Start of RECORDS TO USE

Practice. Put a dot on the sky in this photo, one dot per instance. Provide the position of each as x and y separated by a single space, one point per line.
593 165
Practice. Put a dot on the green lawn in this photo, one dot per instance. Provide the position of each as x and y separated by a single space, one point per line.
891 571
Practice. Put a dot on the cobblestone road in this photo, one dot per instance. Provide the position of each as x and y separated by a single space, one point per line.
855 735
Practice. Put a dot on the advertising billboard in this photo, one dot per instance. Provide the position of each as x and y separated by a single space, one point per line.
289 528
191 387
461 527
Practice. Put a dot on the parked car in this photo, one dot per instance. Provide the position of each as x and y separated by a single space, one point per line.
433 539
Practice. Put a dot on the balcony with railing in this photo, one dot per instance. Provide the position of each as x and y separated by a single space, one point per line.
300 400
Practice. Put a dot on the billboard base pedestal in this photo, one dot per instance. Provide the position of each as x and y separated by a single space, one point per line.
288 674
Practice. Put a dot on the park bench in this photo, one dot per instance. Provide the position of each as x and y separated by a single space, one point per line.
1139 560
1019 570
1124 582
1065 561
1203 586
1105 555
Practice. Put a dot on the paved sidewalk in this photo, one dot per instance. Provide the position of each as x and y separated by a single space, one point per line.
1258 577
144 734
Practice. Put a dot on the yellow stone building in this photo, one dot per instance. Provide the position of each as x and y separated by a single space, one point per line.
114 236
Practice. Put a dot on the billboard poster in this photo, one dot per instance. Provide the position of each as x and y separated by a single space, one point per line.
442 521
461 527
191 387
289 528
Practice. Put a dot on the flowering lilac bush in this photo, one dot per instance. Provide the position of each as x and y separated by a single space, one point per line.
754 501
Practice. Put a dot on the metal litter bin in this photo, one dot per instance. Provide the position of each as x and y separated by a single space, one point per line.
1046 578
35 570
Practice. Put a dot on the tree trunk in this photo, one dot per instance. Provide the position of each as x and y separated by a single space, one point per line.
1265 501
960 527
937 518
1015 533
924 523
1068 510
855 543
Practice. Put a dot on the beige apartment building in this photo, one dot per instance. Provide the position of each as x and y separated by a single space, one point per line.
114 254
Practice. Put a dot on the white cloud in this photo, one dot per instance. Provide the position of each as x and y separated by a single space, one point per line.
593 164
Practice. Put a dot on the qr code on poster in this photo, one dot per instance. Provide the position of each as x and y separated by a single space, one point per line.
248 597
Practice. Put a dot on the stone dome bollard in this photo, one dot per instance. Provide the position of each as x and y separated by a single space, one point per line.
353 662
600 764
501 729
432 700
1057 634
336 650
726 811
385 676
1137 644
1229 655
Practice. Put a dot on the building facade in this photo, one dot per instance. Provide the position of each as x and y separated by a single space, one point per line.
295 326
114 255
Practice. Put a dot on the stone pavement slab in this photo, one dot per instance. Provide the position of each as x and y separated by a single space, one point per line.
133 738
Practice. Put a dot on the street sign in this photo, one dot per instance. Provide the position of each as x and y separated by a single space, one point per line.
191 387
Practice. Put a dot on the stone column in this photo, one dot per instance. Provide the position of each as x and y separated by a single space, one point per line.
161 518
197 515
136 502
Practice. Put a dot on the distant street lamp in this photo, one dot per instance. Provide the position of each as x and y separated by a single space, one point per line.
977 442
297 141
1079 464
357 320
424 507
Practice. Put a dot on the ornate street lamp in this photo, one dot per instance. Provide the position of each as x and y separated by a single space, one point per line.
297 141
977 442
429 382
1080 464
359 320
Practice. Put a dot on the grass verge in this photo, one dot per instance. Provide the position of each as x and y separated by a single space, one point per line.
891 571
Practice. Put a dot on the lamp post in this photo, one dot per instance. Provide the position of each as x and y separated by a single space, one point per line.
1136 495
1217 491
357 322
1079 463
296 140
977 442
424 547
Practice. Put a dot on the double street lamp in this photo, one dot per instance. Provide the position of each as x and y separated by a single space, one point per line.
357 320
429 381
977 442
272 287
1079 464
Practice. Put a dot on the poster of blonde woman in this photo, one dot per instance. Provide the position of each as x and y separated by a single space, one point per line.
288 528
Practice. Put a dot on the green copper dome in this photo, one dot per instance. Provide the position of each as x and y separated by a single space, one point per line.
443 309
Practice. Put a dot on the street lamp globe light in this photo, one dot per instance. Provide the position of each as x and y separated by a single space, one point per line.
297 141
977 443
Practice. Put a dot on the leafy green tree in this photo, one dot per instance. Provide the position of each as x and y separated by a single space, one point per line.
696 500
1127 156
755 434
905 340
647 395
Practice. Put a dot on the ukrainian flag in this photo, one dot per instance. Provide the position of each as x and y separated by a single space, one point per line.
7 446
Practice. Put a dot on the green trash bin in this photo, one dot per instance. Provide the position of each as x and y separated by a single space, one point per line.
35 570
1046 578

End of RECORDS TO USE
Start of RECORDS TO USE

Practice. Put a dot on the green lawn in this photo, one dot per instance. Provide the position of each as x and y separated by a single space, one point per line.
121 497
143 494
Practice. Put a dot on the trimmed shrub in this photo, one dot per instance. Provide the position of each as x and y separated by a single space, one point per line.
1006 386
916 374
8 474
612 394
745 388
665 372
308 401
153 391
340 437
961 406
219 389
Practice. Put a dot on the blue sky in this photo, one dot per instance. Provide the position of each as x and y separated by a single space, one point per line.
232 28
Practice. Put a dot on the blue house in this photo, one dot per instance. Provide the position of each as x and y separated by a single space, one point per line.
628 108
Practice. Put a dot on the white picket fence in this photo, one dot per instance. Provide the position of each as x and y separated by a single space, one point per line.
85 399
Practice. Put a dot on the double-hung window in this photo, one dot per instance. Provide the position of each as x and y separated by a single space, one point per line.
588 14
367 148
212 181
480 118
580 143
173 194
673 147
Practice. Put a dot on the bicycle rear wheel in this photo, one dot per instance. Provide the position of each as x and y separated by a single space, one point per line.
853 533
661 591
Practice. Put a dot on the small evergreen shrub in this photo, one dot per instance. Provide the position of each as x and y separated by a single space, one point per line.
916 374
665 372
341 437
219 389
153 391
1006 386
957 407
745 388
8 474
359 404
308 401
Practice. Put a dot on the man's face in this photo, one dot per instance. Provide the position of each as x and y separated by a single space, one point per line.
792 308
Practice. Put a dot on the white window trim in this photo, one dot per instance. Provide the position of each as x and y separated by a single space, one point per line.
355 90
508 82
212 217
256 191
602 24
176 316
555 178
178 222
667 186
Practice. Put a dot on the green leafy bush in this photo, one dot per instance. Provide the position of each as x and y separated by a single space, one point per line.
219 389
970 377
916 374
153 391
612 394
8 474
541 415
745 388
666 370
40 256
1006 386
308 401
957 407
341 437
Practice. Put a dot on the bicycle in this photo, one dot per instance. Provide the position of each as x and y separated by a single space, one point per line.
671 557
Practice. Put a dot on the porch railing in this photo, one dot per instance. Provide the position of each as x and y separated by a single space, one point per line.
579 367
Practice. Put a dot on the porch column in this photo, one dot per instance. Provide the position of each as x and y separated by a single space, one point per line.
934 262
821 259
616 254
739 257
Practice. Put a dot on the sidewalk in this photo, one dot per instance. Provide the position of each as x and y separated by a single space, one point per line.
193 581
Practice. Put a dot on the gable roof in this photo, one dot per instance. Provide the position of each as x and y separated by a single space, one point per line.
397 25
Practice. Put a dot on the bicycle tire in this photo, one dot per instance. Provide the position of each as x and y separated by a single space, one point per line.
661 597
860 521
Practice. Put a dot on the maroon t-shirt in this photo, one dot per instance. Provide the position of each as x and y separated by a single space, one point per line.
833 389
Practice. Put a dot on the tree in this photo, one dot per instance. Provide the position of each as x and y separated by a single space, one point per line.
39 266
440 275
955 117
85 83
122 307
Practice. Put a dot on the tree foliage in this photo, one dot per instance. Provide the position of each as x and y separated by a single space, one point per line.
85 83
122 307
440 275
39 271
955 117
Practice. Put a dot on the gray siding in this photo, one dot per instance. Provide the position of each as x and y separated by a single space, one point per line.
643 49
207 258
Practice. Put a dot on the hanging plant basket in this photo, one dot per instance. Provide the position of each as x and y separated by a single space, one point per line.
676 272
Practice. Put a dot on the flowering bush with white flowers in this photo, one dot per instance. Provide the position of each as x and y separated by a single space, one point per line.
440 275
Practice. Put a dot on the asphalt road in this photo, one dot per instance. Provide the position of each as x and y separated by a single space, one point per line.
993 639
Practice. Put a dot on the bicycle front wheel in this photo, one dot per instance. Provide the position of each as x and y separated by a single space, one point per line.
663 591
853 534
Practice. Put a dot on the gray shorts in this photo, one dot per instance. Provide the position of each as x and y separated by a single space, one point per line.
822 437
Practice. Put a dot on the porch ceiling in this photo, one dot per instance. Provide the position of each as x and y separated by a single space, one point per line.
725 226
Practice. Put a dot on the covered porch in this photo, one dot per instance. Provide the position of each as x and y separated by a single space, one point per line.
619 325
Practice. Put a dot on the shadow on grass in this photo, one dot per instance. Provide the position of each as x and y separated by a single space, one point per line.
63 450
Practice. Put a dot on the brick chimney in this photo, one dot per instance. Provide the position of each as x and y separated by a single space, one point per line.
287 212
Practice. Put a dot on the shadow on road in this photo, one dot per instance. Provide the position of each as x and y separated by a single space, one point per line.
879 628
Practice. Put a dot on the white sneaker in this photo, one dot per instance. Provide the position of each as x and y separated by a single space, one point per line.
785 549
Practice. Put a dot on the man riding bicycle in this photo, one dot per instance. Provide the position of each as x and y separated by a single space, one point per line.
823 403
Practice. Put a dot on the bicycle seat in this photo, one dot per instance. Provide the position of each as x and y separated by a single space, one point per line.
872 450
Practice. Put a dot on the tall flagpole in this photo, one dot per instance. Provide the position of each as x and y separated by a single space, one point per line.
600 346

End of RECORDS TO USE

Report every line in the material that contains the string "house", treating uppercase and lowercase letters as different.

**ANSWER TO THE TASK**
Practice. Put a dot on the blue house in this photo, one dot per instance. Provide the position of each as x and y separated by a single space, one point per line.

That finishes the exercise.